• WORK REQUIRED
Starting with the line that contains "water reflection, where" and going on through the end of the data below, write every line out again in full, but multiply each (x, y) pixel coordinate by 1.6 and round to whole numbers, with halves rounded up. Leave all other wording unchanged.

____________

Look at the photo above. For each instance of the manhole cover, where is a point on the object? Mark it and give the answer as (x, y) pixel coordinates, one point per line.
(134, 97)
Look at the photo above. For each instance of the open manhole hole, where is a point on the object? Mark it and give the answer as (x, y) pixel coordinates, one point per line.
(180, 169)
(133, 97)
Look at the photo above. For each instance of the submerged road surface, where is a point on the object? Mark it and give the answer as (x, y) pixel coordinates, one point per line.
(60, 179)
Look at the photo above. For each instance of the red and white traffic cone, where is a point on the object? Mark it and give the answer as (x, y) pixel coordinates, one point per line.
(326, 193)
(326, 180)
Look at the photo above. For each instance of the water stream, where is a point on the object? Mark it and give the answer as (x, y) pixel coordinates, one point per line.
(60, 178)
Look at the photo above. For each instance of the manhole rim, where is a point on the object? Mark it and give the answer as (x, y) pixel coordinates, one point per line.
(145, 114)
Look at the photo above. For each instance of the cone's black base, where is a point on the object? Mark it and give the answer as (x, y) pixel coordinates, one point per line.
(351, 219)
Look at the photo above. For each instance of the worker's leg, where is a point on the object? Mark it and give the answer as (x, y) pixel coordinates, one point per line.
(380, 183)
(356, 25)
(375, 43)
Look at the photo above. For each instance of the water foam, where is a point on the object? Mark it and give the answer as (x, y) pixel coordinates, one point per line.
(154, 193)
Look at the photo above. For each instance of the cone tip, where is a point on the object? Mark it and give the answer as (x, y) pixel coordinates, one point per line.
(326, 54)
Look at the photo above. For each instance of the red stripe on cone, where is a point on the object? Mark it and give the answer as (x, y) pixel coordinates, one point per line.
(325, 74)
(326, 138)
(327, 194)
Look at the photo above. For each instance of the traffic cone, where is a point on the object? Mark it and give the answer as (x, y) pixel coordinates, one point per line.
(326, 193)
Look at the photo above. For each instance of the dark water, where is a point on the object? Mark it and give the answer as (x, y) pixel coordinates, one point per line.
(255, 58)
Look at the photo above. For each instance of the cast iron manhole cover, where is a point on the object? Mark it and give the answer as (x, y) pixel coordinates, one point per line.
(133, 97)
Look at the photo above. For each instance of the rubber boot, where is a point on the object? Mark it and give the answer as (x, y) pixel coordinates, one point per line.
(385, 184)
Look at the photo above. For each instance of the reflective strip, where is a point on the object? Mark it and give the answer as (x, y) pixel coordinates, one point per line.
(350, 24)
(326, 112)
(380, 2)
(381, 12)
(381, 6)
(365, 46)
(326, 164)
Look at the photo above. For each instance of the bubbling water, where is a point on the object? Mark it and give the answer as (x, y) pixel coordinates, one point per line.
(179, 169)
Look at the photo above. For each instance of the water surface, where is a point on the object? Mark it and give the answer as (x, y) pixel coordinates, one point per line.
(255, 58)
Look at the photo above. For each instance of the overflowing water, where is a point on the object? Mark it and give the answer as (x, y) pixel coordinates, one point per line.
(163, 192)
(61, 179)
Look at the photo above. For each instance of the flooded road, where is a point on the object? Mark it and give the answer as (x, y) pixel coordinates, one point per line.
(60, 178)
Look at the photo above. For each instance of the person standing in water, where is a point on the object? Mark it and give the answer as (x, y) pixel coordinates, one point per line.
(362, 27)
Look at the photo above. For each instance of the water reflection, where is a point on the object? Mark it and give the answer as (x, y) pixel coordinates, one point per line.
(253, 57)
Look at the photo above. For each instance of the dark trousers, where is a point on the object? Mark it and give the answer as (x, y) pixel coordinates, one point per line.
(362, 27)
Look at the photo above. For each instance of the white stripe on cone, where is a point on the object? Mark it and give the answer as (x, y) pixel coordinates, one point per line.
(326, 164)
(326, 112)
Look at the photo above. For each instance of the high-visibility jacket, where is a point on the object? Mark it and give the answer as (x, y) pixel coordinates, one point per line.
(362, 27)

____________

• RESULT BELOW
Look at the photo above. For each instance of the water reflection, where is a point on the object? Mark it and give the answer as (x, y) pixel coordinates, one point per line.
(405, 91)
Look at the photo above. For each instance of the dark trousers, where is a point on the object? Mark it and give the answer as (x, y) pixel coordinates, one point per line.
(579, 43)
Look at the photo above. For each instance of the white stripe on cone, where is a point on the object? Mark it and give the answer as (x, y) pixel coordinates, one point per line.
(522, 262)
(522, 179)
Look at the photo above. For each instance of the high-visibility jacket, where is a point on the object? Mark it and give the answer as (x, y) pixel coordinates, one point per line.
(579, 43)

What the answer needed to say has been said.